WORK REQUEST — Your task is to transcribe the material that follows, line by line and exactly.

ENTRIES SHOWN —
.....

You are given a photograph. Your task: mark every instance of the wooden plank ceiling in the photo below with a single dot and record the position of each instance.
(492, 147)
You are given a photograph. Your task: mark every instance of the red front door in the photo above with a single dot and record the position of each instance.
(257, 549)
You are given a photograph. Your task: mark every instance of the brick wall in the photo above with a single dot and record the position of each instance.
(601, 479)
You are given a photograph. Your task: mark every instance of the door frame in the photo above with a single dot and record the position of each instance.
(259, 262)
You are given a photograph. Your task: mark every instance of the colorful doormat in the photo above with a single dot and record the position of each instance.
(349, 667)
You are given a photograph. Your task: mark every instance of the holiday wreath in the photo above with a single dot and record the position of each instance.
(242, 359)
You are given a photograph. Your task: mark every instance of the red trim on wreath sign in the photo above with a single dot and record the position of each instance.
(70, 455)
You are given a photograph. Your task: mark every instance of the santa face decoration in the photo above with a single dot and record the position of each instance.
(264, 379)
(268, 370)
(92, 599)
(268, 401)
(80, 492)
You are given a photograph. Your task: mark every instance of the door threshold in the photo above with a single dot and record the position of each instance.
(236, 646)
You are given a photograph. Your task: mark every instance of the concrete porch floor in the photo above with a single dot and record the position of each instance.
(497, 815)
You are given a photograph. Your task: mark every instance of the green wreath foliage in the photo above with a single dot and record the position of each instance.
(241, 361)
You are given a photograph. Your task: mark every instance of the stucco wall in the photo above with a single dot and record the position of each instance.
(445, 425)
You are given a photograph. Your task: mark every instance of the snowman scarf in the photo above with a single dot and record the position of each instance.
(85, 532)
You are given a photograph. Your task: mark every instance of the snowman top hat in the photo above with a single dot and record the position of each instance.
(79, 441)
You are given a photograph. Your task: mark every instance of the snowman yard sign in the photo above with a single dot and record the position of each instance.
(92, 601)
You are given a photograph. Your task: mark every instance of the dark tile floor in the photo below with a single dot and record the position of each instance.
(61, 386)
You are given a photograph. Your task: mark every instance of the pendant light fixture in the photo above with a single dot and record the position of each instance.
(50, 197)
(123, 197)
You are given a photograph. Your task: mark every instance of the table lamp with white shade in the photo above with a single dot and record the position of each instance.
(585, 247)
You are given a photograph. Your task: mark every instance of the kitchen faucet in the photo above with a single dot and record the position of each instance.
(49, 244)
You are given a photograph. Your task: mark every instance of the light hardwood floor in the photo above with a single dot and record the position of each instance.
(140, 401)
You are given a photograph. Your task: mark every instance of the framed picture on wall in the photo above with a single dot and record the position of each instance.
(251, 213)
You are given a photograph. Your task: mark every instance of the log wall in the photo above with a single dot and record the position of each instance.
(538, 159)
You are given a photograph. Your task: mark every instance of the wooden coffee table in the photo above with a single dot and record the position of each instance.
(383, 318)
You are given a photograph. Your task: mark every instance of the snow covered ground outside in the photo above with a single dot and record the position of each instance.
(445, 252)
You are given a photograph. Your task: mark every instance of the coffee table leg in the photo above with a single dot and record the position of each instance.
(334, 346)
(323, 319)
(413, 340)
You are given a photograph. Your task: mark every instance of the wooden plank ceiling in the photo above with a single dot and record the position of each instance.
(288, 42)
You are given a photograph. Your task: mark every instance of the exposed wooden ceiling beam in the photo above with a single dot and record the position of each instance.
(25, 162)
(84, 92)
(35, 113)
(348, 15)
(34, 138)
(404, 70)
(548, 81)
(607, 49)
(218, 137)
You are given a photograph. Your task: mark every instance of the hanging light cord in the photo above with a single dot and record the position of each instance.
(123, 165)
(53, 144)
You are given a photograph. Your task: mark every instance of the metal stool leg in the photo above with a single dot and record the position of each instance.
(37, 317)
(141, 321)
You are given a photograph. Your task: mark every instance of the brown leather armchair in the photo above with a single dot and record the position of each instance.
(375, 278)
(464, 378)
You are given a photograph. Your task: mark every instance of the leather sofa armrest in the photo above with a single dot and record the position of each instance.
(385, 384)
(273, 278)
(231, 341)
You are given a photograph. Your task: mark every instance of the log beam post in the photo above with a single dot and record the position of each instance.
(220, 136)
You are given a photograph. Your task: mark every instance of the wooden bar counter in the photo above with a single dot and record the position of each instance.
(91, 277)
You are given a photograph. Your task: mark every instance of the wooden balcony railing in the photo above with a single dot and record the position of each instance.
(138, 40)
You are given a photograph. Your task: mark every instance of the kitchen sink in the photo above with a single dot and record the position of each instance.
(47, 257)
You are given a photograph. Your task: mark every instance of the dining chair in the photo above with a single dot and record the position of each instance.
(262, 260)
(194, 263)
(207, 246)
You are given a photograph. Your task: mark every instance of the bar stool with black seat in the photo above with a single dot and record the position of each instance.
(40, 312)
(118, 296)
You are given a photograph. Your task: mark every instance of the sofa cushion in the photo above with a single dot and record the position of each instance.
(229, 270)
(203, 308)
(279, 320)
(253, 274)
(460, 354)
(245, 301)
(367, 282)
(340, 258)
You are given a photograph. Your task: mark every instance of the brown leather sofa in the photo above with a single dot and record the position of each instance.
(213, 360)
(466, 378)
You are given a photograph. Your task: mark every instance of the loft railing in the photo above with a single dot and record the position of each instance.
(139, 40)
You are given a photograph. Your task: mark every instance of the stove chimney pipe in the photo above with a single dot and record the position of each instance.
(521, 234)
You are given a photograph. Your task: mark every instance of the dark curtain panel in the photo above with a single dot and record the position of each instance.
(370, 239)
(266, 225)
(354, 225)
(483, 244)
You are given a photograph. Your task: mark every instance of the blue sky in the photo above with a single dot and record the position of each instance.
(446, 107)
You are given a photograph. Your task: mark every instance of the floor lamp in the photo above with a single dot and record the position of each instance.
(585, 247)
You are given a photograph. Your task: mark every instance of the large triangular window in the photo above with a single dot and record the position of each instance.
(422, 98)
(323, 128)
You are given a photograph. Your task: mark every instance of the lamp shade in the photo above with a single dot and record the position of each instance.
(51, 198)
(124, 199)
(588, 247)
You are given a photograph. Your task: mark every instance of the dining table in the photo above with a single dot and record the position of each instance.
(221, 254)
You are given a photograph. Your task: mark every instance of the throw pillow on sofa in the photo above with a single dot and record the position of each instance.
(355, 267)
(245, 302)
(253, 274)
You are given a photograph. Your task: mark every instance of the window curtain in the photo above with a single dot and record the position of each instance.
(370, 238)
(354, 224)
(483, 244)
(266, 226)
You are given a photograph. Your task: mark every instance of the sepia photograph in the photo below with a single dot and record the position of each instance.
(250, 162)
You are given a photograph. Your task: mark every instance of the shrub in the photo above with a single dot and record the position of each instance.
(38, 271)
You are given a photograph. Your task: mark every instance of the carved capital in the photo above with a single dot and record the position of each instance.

.....

TASK RESULT —
You are given a photograph. Your task: mark every instance of the wooden plank ceiling in the photo below with a single dot and record the position of each instance.
(492, 147)
You are given a photograph. Your task: mark every instance of the red front door in the photo above with a single dot and record the position of each instance.
(257, 549)
You are given a photograph. Your task: mark every instance of the brick wall in the photo above with a single dot and record the position of each instance.
(601, 479)
You are given a photograph. Your task: mark every instance of the door frame in the photo above with a single dot and record the position of each instance.
(259, 262)
You are given a photograph. Your task: mark every instance of the colorful doormat in the photo above with a single dot and record the position of each instance.
(349, 667)
You are given a photograph. Your task: mark every instance of the holiday wreath in the photo above with a single dot and record the position of each instance.
(242, 359)
You are given a photograph. Your task: mark every instance of the red trim on wreath sign in the photo above with a single dot and record the position of each instance.
(70, 455)
You are given a photograph. Your task: mark every instance of the santa face decoration in the photo above with a single dot and record the position of each instance.
(264, 379)
(268, 370)
(92, 599)
(268, 401)
(80, 492)
You are given a photograph. Your task: mark every instance of the door threshold in the photo above with a single dot and record the position of each instance.
(236, 646)
You are given a photograph. Your task: mark every instance of the concrete porch floor in the photo above with a single dot and record the position of each instance.
(497, 815)
You are given a photograph. Your task: mark every instance of the green wreath foliage in the photo above with a single dot and record the position of each instance.
(241, 361)
You are given a photograph. Your task: mark every instance of the stucco wall in the photo above with a single dot and record the position of each instance.
(445, 425)
You are given a photograph. Your task: mark every instance of the snowman scarf in the photo above with a single dot and record the position of each instance.
(85, 532)
You are given a photograph. Your task: mark every instance of the snowman top hat in the photo above with a single dot and record the position of each instance.
(79, 441)
You are given a photograph. Your task: mark every instance of the snowman yard sign in the photo above with a single dot and record the position of each instance.
(92, 601)
You are given a photograph. Your task: mark every instance of the dark tile floor in the photo below with a single dot and record the position of each instance.
(61, 386)
You are given a photograph. Your task: mark every instance of the pendant light fixture in the photo above with a single dot and record the position of each instance.
(50, 197)
(123, 197)
You are given a photograph. Your task: mark every instance of the table lamp with white shade in the photo above with a single dot and record the position of each instance.
(585, 247)
You are given a photograph. Your task: mark every instance of the kitchen faucet in the photo above with a single dot and record the position of each instance.
(49, 244)
You are given a photograph. Your task: mark every instance of the light hardwood floor in the photo above with a single dot and record the position of each instance.
(140, 401)
You are given a photograph. Your task: mark every instance of the framed picture on wall in the photo above with a single dot and record the position of each instance.
(251, 213)
You are given a photograph. Your task: mark every instance of the log wall in the photo above with a single dot and record the position of each instance.
(538, 159)
You are given a photograph. Your task: mark every instance of the wooden coffee table in the photo above with a single dot and record the position of each instance.
(383, 318)
You are given a photograph. Your task: mark every instance of the snow covered ground outside in the photo above with a single dot and record the position of each instance.
(445, 252)
You are given a photograph. Your task: mark every instance of the coffee table leg in the photo above with a single dot and record the position of each instance.
(334, 346)
(323, 319)
(413, 340)
You are given a photograph. Your task: mark every instance of the wooden plank ceiling in the photo above with a single dot and record the position of each instance.
(288, 42)
You are given a photograph. Your task: mark every instance of the exposed wooden ceiling beam in the photo above with a single dot and record the position of each instance.
(25, 162)
(84, 92)
(35, 113)
(348, 15)
(34, 138)
(404, 70)
(548, 81)
(607, 49)
(218, 137)
You are given a photograph. Your task: mark every instance of the hanging light cord in the photo above with a single dot and record the position of each instance.
(123, 165)
(53, 144)
You are given a photograph. Your task: mark every instance of the metal stool leg in the photo above with a single dot and record the position of each instance.
(37, 317)
(141, 321)
You are given a photograph. Your task: mark every instance of the brown leather armchair in the photo above with a single dot and record the position of each instance.
(375, 278)
(464, 378)
You are given a photograph. Your task: mark every instance of the leather sofa armrest in the photo above with a single dot and record the position of each instance.
(385, 384)
(273, 278)
(231, 341)
You are given a photograph. Your task: mark every instance of the log beam post in the photo above with a single dot and record the position of each instance.
(220, 136)
You are given a photograph. Your task: mark every instance of the wooden bar counter in the photo above with a single dot and record the position of each instance.
(91, 277)
You are given a photograph. Your task: mark every instance of the wooden balcony railing in the photo above with a single dot and record the position of each instance.
(138, 40)
You are given a photograph. Your task: mark every instance of the kitchen sink in the photo above with a single dot and record the position of each instance.
(47, 257)
You are given a photograph. Your task: mark every instance of the dining chair in the photo above with a single dot and record the position of each instance.
(262, 260)
(194, 263)
(207, 246)
You are given a photograph. Your task: mark every instance of the bar stool with black seat in the photo above with a single dot and record the position of each instance.
(40, 312)
(118, 296)
You are given a photograph. Your task: mark every instance of the sofa cushion in the photo above with a single dot and record the position of each instance.
(229, 270)
(203, 308)
(279, 320)
(253, 274)
(460, 354)
(245, 301)
(367, 282)
(340, 258)
You are given a photograph. Your task: mark every instance of the brown leather sofa in the photo above with a single dot and record the position of each instance.
(213, 360)
(466, 378)
You are given a photograph. Your task: mark every instance of the loft railing in the photo above with a single dot and record the position of each instance.
(139, 40)
You are given a photograph. Your task: mark every instance of the stove chimney pipe in the photo above with a single dot and record the position of each instance.
(521, 234)
You are given a photograph. Your task: mark every instance of the dark curtain panel in the photo above with a single dot and record the position of each instance.
(370, 239)
(266, 225)
(354, 225)
(483, 244)
You are given a photograph. Your task: mark every instance of the blue sky in the photo above with a single dot and record the position of each instance.
(446, 107)
You are given a photograph. Your task: mark every instance of the floor lamp in the photo above with a single dot and record the position of each instance.
(585, 247)
You are given a photograph. Your task: mark every instance of the large triangular window in the photo above with a single dot and record the position of each instance.
(422, 98)
(323, 128)
You are given a photograph. Your task: mark every instance of the lamp shade in the photo above with a single dot and record the position of each instance.
(51, 198)
(124, 199)
(588, 247)
You are given a photograph. Your task: mark every instance of the dining table in the photo above with a single dot and record the position of each instance.
(221, 254)
You are given a photograph. Your task: mark every instance of the throw pillow on sofa in the photo above with a single dot and record the position of each instance.
(355, 267)
(245, 302)
(253, 274)
You are given a photograph. Your task: mark every instance of the window curtain in the photo above with a single dot and record the position of each instance.
(370, 238)
(354, 224)
(483, 244)
(266, 226)
You are given a photograph. Your task: mark every instance of the sepia photograph in the photo below with a single dot and record the position of each instance.
(250, 162)
You are given a photograph. Your task: mark every instance of the shrub in the photo above with a single dot and record the position of each instance.
(38, 271)
You are given a photograph. Your task: mark every instance of the carved capital in the photo above with a single dot and record the position of each instance.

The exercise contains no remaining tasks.